● **Do this**
Every entry that follows needs to be repeated exactly.

● **Data for the task**

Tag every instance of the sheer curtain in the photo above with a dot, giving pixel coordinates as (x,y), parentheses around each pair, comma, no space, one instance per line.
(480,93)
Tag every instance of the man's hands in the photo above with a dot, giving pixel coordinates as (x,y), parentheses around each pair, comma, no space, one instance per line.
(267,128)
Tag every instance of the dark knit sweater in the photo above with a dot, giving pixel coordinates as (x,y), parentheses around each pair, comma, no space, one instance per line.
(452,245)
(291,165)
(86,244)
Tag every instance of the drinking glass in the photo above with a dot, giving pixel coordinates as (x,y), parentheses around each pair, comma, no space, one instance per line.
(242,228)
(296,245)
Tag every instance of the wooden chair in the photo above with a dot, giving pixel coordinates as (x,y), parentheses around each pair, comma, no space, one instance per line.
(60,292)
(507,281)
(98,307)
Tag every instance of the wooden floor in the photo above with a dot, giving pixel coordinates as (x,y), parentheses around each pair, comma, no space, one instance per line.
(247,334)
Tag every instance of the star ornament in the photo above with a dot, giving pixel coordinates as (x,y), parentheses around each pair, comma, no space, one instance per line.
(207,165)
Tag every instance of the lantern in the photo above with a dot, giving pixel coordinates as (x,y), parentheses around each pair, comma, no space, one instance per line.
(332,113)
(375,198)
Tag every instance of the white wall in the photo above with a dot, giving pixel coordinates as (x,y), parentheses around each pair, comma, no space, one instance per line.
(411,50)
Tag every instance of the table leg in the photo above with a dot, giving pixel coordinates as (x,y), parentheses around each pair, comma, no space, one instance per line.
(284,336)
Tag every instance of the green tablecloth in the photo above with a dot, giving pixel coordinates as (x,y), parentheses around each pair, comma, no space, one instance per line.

● **Finished task**
Tag every instance of the sheer curtain in the photo above with a dot, giving pixel coordinates as (x,y), parentheses around each pair, comma, no space, one instance per line.
(480,93)
Tag every instance of the man's hands in the photo above with a dot, giving pixel coordinates as (x,y), parentheses around each pair, comma, no space, one instance per line.
(267,128)
Tag every instance of the dark knit sweater in the photo above with a dot, giving pixel coordinates as (x,y), parentheses around each pair, comma, no space, one instance per line.
(452,245)
(291,165)
(86,244)
Tag every instance of the drinking glass in the photo above with a dot, giving pixel coordinates as (x,y), parentheses around each pair, comma, no space, one instance per line.
(242,228)
(296,245)
Tag every instance of the wooden chair in the photo above with a dot, giving pixel coordinates as (x,y), parentheses around each pair, comma, no space, one instance per line.
(60,292)
(507,281)
(98,307)
Tag every instance of the wooden floor in the photo above with a dot, giving pixel coordinates as (x,y), parentheses around each pair, comma, no space, one instance per line.
(247,334)
Tag every instance of the star ornament in the photo above with a dot, giving pixel coordinates as (x,y), parentheses around each pair, comma, no space, one instance per line.
(207,165)
Tag every instance of the lantern in the photo above with a dot, giving pixel coordinates as (x,y), parentheses around each pair, comma, no space, one instance per line.
(332,113)
(375,198)
Tag every instance of the white wall in the photo above with a dot, giving pixel coordinates as (x,y), parentheses around each pair, comma, no space, one instance per line.
(411,50)
Tag every instance of the table leg in the photo above with a dot, giving pixel coordinates as (x,y), parentheses around each pair, comma, no space, one instance per line.
(284,336)
Tag every instance of the green tablecloth in the photo above with a dot, giving pixel coordinates as (x,y), parentheses around each pair, comma, no space, one instance per line.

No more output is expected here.